Assignment:
Copy out exactly the lines below that run from the one holding "point(352, 226)" to the one holding "point(601, 87)", keeping both of those lines and no others.

Task inputs:
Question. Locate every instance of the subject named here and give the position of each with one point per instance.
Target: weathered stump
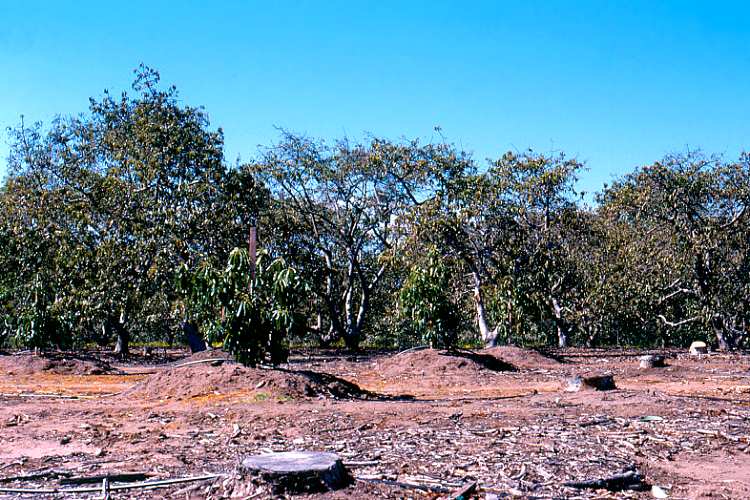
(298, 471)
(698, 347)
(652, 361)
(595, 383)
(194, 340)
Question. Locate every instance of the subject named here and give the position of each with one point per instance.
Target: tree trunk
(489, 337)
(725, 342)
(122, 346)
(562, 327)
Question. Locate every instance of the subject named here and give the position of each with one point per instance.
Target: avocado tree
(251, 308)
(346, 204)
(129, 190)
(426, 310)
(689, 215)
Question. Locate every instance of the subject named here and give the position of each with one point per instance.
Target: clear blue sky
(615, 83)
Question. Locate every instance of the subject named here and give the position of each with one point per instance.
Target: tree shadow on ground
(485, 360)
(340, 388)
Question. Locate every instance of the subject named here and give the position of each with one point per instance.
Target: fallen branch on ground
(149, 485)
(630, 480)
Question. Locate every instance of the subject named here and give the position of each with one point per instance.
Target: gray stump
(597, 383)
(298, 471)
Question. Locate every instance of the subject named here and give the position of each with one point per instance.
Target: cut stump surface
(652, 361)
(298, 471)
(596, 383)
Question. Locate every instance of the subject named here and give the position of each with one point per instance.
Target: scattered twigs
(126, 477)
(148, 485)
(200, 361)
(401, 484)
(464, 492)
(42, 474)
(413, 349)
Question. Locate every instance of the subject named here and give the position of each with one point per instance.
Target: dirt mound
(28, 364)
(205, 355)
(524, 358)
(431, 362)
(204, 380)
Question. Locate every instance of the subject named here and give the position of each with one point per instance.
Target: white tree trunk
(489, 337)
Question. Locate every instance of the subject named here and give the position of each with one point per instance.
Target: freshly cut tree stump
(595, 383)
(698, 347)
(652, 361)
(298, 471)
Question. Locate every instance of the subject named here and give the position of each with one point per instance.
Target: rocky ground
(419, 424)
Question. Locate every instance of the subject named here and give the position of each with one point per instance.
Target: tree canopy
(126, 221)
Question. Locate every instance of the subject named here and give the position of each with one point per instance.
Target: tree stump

---

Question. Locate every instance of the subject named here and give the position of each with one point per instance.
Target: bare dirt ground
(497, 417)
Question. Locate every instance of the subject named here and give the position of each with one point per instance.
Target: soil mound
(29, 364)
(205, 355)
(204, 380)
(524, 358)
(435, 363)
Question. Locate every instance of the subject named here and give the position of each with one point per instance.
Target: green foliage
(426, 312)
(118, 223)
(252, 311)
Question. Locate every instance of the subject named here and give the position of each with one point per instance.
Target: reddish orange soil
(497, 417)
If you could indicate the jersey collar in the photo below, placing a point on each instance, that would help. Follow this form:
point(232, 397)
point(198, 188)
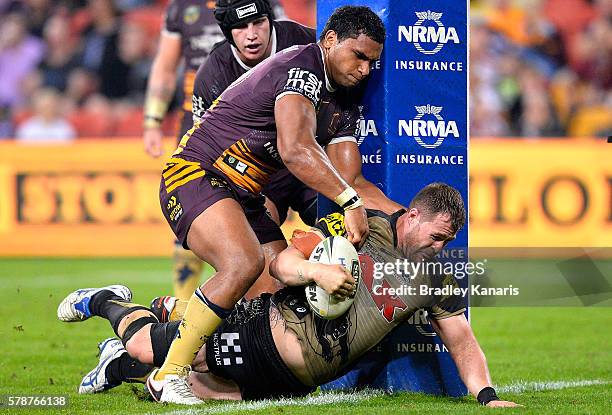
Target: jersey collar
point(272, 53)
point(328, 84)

--

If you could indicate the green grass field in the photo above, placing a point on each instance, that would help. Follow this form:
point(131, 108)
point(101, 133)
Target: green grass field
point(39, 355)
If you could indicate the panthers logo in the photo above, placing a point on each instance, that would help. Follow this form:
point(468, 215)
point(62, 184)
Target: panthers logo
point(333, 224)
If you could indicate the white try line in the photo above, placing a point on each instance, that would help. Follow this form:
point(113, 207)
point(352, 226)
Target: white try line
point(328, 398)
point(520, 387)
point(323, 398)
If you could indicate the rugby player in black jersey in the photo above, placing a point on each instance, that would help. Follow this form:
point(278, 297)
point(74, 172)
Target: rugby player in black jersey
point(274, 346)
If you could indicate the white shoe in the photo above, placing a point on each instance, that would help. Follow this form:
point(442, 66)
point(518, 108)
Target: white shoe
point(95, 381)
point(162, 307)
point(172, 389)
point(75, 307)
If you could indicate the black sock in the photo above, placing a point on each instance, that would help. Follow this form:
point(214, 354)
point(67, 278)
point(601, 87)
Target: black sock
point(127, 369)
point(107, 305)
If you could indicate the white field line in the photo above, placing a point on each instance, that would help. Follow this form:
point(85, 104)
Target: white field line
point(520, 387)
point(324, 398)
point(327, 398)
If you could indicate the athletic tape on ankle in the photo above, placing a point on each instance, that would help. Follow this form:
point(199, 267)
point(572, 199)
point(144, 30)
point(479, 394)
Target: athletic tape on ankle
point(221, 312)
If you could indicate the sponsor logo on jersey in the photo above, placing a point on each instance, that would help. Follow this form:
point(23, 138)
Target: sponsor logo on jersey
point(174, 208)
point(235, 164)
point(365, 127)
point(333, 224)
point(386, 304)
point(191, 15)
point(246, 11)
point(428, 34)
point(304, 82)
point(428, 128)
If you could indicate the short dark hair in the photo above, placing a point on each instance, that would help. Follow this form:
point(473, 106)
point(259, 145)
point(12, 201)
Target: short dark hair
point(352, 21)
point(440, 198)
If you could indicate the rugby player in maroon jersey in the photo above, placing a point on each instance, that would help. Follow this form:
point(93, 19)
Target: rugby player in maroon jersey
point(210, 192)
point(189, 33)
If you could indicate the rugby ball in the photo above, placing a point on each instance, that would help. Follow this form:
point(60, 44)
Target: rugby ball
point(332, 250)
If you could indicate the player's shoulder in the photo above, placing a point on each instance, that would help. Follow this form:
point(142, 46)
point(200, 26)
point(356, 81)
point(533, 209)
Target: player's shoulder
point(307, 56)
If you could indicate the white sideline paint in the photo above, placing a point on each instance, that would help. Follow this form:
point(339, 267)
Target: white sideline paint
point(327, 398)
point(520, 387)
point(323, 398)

Exercise response:
point(352, 226)
Target: white try line
point(328, 398)
point(520, 387)
point(323, 398)
If you could indicate the rugby player in black jersey in the photo above, placing a point on each instance, that would help. Follow this form:
point(278, 297)
point(74, 172)
Target: rugby player in black jersey
point(274, 346)
If you could indicate the white shoe in the photo above, placing a point on each instance, that would help. Follow this form:
point(442, 66)
point(518, 108)
Target: white shoe
point(95, 381)
point(162, 307)
point(172, 389)
point(75, 307)
If you could indicate the black sock in the photo above, placing a point on each instance, that would help. Follow this form:
point(214, 354)
point(67, 278)
point(601, 87)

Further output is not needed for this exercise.